**PROBLEM:**
The required result is the number of lines below that hold the word "clicks", stated without anything else.

[Stored data entries]
##############################
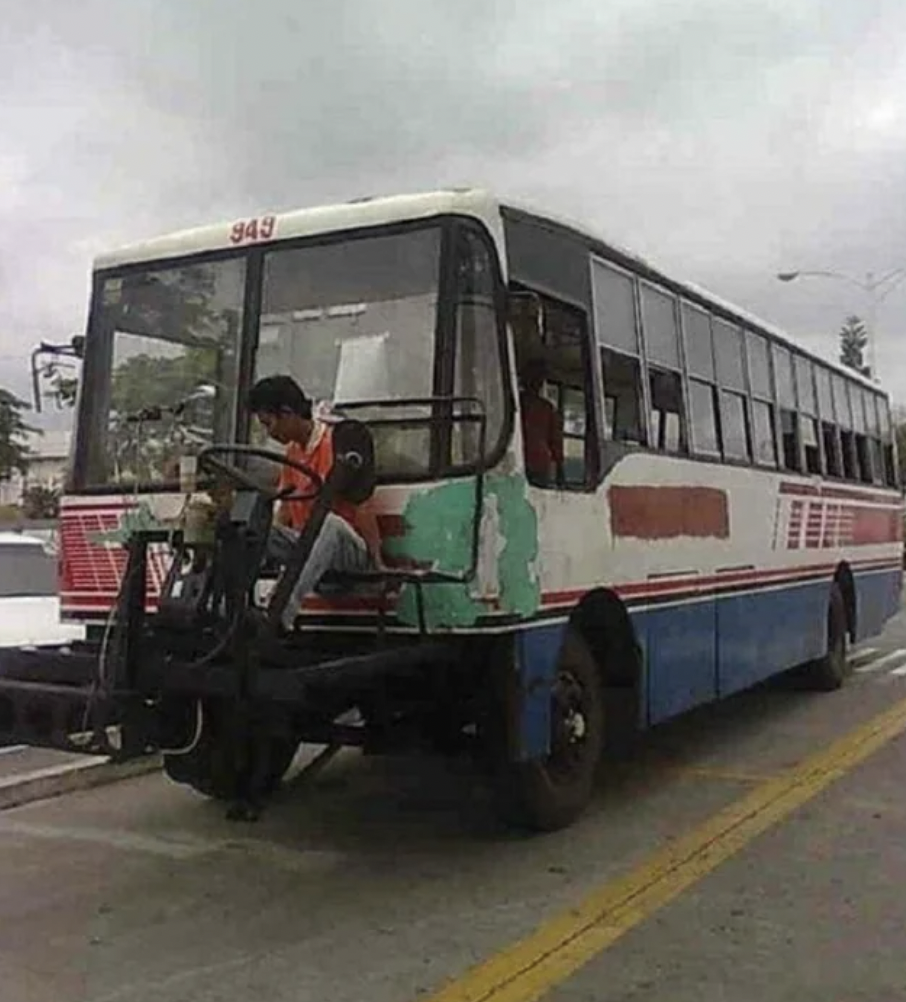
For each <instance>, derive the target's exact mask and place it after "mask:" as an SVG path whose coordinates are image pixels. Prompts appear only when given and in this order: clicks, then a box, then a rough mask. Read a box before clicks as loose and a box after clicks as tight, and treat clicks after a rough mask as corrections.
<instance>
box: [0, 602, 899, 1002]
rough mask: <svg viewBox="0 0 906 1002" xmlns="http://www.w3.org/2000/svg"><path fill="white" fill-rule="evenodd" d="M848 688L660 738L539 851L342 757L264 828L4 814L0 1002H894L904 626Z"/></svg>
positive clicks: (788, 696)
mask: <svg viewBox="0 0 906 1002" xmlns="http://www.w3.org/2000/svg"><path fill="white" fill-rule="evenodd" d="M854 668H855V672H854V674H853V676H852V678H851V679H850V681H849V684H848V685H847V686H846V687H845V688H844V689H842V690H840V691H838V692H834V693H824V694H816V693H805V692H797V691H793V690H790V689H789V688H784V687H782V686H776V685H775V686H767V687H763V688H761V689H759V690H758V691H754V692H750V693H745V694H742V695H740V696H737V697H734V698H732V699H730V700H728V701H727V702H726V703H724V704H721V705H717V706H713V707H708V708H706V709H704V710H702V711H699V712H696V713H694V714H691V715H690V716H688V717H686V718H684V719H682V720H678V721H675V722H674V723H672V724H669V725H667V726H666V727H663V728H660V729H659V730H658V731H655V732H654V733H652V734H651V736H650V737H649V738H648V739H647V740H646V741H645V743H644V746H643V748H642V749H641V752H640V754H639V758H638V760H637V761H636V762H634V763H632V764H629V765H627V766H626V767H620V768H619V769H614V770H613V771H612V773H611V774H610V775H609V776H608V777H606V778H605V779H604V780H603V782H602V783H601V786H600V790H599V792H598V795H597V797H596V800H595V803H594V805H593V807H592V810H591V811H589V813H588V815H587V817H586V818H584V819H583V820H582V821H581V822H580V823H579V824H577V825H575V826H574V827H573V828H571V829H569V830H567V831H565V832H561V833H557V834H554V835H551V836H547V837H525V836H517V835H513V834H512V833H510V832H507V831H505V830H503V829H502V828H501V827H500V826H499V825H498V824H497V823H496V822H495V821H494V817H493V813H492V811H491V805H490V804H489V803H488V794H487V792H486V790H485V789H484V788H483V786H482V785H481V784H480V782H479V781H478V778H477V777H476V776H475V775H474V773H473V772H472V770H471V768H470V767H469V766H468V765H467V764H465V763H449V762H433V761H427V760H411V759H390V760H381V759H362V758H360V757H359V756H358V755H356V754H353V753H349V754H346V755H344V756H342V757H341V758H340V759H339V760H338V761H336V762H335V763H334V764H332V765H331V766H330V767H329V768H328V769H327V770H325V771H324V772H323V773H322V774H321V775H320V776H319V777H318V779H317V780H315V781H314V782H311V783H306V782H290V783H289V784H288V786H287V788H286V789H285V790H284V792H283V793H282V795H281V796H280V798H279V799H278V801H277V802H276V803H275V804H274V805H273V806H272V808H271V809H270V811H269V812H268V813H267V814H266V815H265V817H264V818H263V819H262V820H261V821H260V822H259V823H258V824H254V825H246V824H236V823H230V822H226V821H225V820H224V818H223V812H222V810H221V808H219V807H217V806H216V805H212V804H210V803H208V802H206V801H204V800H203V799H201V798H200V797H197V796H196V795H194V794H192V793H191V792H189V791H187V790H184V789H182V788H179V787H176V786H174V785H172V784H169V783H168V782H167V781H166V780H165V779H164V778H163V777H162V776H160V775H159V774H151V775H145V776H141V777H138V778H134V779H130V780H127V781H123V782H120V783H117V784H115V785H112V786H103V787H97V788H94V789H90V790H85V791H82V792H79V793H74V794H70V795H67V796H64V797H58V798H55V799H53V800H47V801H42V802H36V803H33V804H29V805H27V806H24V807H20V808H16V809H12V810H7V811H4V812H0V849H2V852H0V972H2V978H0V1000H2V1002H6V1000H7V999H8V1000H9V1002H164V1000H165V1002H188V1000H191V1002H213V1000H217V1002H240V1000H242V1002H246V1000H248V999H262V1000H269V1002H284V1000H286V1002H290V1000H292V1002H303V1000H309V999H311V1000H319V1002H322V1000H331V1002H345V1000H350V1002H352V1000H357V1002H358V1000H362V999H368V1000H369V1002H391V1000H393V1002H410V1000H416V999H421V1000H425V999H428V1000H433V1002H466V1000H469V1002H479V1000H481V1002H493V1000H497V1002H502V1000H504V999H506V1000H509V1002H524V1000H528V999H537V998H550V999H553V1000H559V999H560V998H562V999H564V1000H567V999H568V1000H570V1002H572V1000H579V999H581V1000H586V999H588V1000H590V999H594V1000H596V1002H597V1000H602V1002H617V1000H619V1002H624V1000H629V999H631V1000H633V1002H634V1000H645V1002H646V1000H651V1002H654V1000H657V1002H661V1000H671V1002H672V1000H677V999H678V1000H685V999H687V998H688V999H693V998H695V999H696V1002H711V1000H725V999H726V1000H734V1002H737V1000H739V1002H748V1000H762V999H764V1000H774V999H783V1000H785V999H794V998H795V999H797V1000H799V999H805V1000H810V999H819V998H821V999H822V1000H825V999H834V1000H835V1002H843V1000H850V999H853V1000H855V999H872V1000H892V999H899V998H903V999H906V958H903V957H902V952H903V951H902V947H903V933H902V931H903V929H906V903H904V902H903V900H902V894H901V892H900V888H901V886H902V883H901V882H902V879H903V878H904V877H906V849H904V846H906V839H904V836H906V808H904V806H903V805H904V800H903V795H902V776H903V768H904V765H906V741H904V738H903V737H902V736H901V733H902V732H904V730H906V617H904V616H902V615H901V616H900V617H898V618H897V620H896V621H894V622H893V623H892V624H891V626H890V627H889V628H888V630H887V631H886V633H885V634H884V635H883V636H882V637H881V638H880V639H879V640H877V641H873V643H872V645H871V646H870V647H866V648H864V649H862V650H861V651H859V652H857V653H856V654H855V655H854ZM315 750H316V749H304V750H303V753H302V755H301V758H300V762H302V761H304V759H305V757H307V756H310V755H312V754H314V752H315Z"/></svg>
##############################
**SOLUTION TO THE PROBLEM:**
2